» **Complete the following**
1) In the passage on non-communicable diseases in India, what does a World Bank estimate give as the economic cost of air pollution?
2) Set down the part of the passage on non-communicable diseases in India that starts at "Policymakers should concentrate" and ends at "GDP in India.".
3) Take the piece on India's non-communicable disease burden further, picking up right after its final sentence.

Provided passage START

A background note can be accessed here: OECD on the economic impact of NCDs
The OECD estimates that non-communicable diseases could reduce India’s GDP by nearly 4 percent annually by 2050, primarily through impacts on labour supply, productivity, and healthcare expenditure. How should policymakers prioritise among multiple risk factors to maximise economic returns from prevention strategies, rather than dispersing efforts across the entire NCD spectrum?
Policymakers should concentrate on “super-impact” drivers: risks that affect large populations, cut across multiple diseases, and deliver strong economic returns. Tobacco control remains central given its well-established links to several chronic conditions and the availability of proven policy tools. Recent moves such as generational restrictions on tobacco sales signal the kind of decisive action required. Air pollution deserves equal weight. As the second-largest NCD risk factor after smoking, it is nearly universal in exposure and closely associated with cardiovascular disease, stroke, and cancer. A World Bank estimate places its economic cost at about 1.36 percent of GDP in India.
A phased strategy can sequence interventions effectively. Fiscal and regulatory measures, such as higher tobacco taxes, restrictions on alcohol marketing, and front-of-pack food labelling, offer relatively quick gains at low cost. Structural shifts in diets and physical activity require longer time horizons, involving food systems, urban planning, and sustained behavioural change. Prioritisation, therefore, lies in combining immediate, scalable policies with longer-term investments that reshape underlying risk environments.
Many of these key drivers of India’s NCD burden, including air pollution, smoking, unhealthy diets, and low physical activity, lie outside the traditional health sector. How does this distribution of risk factors reshape the institutional design of public health policy from a health ministry-led approach to a whole-of-government framework?

Provided passage END
Information provided START

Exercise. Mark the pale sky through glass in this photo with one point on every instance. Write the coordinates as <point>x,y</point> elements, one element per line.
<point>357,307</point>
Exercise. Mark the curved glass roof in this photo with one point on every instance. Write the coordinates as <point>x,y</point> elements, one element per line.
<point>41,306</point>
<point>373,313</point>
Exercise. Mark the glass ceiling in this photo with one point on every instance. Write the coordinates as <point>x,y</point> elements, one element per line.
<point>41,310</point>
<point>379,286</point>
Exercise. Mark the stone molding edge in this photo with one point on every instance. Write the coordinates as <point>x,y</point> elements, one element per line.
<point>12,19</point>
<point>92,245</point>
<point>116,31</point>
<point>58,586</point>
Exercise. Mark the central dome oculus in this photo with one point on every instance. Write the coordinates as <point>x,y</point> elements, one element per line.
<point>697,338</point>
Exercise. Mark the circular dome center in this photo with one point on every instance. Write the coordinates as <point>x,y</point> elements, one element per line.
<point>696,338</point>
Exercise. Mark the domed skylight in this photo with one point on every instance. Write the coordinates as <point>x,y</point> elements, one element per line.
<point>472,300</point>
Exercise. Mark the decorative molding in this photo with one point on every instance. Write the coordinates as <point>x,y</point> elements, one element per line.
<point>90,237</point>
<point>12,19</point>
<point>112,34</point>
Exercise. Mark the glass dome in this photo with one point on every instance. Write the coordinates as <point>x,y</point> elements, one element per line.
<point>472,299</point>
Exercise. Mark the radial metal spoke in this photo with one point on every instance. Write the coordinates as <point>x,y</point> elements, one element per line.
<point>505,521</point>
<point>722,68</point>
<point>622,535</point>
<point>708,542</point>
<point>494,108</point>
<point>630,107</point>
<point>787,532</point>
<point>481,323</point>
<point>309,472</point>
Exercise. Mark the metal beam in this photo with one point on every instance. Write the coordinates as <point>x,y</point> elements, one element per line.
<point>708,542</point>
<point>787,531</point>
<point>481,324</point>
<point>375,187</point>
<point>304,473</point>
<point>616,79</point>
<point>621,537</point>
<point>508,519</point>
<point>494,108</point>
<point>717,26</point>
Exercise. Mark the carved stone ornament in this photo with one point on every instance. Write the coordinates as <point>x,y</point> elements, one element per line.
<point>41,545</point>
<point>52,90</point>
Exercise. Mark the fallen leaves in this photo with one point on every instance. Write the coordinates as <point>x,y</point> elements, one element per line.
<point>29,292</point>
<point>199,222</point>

Information provided END

» **Answers by item**
1) About 1.36 percent of India's GDP.

2)
Policymakers should concentrate on “super-impact” drivers: risks that affect large populations, cut across multiple diseases, and deliver strong economic returns. Tobacco control remains central given its well-established links to several chronic conditions and the availability of proven policy tools. Recent moves such as generational restrictions on tobacco sales signal the kind of decisive action required. Air pollution deserves equal weight. As the second-largest NCD risk factor after smoking, it is nearly universal in exposure and closely associated with cardiovascular disease, stroke, and cancer. A World Bank estimate places its economic cost at about 1.36 percent of GDP in India.

3)
The distribution of NCD risk factors requires a governance model that extends well beyond the health ministry. Public health policy must be anchored by health authorities but executed through coordinated action across sectors. The environment ministry plays a central role in aligning air quality programmes with NCD outcomes; the finance ministry shapes behaviour through taxation on tobacco, alcohol, and unhealthy foods; and education and information systems regulate marketing while promoting healthier lifestyles. Policy instruments such as a National Alcohol Control Policy or a Physical Activity Policy inherently depend on shared ownership across ministries.
Institutional design must also incorporate joint accountability. This includes linking pollution control targets with health indicators, setting state-level benchmarks, and strengthening enforcement of tobacco regulations. Mechanisms to limit industry interference and ensure compliance across jurisdictions are equally important. Aligning incentives is critical: fiscal tools, regulatory frameworks, and urban planning must consistently reinforce health objectives. International experience illustrates feasibility: coordinated air quality standards in Europe, China’s simultaneous growth and pollution reduction, and city-level transport interventions demonstrate that integrated governance can deliver measurable outcomes.
The OECD highlights that improved survival rates and ageing populations will increase the number of people living with NCDs, raising long-term healthcare demand and expenditure even as outcomes improve. How should policymakers assess the trade-off between extending life expectancy and managing the resulting fiscal and system-level pressures on healthcare infrastructure?
Rising longevity alongside increasing NCD prevalence reflects a structural transition rather than a simple trade-off. Policymakers need to evaluate outcomes through a “healthspan versus lifespan” lens. Longer lives accompanied by extended periods of illness increase fiscal pressure, whereas delaying morbidity improves system efficiency and productivity. This requires tracking indicators such as disability, multimorbidity, and labour participation, and not only mortality, to guide resource allocation.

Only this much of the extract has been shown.